[Records from a dataset]
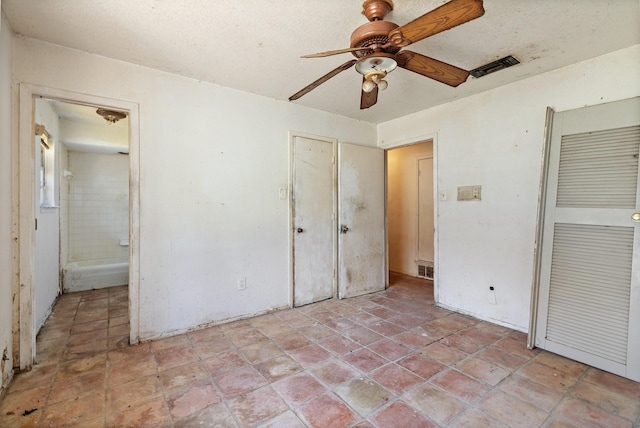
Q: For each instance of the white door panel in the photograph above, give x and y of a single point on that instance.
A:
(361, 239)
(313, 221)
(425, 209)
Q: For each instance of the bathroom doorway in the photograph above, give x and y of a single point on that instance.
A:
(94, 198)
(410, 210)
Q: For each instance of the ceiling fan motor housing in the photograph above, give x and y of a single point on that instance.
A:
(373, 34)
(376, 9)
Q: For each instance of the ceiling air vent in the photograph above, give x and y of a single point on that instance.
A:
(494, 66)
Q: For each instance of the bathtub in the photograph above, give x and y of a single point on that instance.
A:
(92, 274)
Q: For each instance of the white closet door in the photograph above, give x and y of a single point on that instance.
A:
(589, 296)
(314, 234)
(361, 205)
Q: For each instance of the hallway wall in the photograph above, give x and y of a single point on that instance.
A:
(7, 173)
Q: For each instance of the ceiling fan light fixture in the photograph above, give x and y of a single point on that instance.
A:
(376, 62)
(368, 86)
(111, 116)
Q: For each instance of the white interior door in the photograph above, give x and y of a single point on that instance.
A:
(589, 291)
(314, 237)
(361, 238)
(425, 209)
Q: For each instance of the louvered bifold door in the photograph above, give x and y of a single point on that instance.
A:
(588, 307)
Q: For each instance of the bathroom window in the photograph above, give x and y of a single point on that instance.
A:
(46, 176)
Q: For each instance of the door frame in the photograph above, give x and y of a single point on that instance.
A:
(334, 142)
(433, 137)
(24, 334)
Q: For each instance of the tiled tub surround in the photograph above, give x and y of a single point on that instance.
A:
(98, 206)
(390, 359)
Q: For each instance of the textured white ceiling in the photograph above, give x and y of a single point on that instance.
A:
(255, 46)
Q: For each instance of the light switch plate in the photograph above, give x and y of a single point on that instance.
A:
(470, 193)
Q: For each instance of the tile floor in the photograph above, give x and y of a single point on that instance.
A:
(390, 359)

...

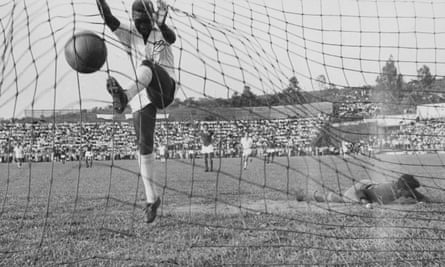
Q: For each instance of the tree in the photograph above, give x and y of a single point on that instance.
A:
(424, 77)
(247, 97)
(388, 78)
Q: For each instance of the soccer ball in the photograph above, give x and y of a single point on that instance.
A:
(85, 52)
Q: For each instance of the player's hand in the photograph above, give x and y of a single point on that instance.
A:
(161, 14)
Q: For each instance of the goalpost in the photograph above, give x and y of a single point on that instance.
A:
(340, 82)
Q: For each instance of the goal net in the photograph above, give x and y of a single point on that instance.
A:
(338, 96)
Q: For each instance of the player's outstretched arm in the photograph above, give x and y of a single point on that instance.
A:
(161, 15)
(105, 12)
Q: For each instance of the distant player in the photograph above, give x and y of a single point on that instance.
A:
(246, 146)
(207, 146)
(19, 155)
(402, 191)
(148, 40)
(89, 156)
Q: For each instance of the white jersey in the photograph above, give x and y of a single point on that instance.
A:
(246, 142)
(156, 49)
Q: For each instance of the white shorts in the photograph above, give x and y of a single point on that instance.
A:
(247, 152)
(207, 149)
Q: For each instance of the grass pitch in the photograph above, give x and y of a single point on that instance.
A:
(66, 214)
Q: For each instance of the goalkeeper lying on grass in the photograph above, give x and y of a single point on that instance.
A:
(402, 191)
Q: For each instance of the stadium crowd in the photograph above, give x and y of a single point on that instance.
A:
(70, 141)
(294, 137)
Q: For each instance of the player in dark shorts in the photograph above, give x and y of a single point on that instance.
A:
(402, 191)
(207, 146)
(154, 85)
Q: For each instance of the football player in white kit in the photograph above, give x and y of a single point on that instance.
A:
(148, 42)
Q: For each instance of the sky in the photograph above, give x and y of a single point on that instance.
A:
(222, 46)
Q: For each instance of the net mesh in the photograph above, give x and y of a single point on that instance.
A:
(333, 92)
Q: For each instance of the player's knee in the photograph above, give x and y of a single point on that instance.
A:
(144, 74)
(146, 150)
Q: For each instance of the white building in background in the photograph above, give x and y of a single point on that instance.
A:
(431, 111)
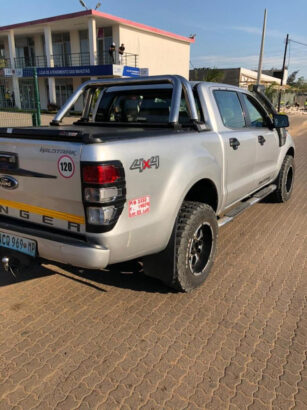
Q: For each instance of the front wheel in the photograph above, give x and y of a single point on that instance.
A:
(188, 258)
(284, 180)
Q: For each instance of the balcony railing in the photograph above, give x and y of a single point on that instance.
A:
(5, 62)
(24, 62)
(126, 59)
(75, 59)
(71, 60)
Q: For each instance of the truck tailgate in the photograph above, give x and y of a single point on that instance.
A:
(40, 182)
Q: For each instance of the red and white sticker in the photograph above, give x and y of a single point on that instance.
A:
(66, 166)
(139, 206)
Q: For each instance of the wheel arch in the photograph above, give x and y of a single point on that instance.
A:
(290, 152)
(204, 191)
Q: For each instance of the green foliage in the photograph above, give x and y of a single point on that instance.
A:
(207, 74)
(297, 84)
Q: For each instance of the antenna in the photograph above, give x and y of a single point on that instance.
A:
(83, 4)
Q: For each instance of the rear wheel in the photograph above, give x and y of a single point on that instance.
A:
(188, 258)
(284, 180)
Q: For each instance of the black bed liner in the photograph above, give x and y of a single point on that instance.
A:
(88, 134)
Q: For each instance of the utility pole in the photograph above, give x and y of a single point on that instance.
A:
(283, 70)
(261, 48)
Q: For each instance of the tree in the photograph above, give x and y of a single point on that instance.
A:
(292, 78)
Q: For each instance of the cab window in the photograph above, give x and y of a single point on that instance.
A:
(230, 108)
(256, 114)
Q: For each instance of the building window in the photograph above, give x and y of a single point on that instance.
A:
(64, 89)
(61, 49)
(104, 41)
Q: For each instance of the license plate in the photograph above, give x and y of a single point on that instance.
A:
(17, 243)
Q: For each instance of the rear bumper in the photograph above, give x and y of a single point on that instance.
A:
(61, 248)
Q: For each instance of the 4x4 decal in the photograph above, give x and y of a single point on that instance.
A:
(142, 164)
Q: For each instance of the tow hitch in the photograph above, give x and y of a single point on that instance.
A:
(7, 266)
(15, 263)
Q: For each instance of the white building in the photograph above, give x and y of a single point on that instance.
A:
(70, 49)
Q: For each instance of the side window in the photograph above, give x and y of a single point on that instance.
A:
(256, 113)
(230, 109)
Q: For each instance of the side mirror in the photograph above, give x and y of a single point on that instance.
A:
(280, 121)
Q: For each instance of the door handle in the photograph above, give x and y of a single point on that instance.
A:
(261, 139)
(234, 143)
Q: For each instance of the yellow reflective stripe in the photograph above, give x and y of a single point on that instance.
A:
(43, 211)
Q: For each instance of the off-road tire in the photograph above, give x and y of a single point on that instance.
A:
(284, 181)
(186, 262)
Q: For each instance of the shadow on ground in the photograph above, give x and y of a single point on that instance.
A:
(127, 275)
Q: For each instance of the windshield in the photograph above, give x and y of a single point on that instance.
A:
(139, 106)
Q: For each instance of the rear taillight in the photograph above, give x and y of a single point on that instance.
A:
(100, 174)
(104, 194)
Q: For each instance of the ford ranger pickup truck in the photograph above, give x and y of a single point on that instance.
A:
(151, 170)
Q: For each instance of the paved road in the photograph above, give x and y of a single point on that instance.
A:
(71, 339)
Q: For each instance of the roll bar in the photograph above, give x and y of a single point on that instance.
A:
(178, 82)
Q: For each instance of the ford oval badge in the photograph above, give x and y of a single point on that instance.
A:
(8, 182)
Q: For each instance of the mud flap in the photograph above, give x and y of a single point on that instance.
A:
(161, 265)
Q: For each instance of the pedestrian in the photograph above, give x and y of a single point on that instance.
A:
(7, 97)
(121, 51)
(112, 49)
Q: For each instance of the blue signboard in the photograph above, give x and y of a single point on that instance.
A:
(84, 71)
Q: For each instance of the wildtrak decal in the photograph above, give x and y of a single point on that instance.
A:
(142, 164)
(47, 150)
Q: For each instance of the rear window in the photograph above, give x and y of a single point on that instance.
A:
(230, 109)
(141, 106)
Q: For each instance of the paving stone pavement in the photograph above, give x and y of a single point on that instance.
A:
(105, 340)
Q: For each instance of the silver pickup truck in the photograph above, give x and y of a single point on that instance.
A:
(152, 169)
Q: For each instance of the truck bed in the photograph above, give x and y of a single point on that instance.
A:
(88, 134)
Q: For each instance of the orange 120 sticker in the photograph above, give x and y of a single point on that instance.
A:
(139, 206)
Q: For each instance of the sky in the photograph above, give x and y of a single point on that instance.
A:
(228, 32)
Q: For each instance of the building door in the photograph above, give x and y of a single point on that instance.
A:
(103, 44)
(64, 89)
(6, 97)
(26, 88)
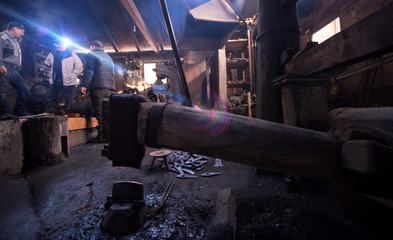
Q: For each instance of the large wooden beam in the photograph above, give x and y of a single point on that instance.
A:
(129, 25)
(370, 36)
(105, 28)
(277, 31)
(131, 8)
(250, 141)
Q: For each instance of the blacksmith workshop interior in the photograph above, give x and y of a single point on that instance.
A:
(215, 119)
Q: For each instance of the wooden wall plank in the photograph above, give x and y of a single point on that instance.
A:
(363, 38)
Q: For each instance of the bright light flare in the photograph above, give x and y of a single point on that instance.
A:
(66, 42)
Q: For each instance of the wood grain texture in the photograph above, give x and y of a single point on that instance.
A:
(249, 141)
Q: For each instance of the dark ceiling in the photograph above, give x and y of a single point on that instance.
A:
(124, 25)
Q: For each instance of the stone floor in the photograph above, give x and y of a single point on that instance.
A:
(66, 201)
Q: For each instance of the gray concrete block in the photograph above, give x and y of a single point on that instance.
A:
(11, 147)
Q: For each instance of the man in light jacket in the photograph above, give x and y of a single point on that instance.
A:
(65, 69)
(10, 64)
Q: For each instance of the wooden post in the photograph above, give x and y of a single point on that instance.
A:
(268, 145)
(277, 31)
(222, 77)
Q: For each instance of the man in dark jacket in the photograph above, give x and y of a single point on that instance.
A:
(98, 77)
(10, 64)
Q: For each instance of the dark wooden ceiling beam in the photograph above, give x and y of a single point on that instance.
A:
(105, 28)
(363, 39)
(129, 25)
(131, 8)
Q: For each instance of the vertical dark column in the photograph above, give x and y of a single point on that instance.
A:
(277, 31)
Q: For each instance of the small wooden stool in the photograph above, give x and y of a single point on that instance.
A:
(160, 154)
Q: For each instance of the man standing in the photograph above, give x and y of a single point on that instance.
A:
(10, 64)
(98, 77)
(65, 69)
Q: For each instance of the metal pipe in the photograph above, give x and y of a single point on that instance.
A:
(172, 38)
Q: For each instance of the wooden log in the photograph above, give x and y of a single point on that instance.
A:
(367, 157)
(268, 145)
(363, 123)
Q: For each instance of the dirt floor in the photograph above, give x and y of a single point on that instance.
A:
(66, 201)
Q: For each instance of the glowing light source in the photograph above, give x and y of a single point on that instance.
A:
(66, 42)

- [What to produce]:
From the records, copy out each line that includes the string "dark".

- [Response to this exercise]:
Q: For each instance of the player in dark shorts in the photograph above, give x and y of a single point on that instance.
Q: For each instance of the dark ceiling in the photograph above, give x and y of a single point on that instance.
Q: For each instance of the man in dark jacket in the photograph above, give x and y of a single point on that instance.
Q: For each instance of the dark wooden ceiling beam in the photograph above, give x and y of a single point on that instance.
Q: For each instance of the vertical dark column in the photograph above, give x and y of a single point on that instance.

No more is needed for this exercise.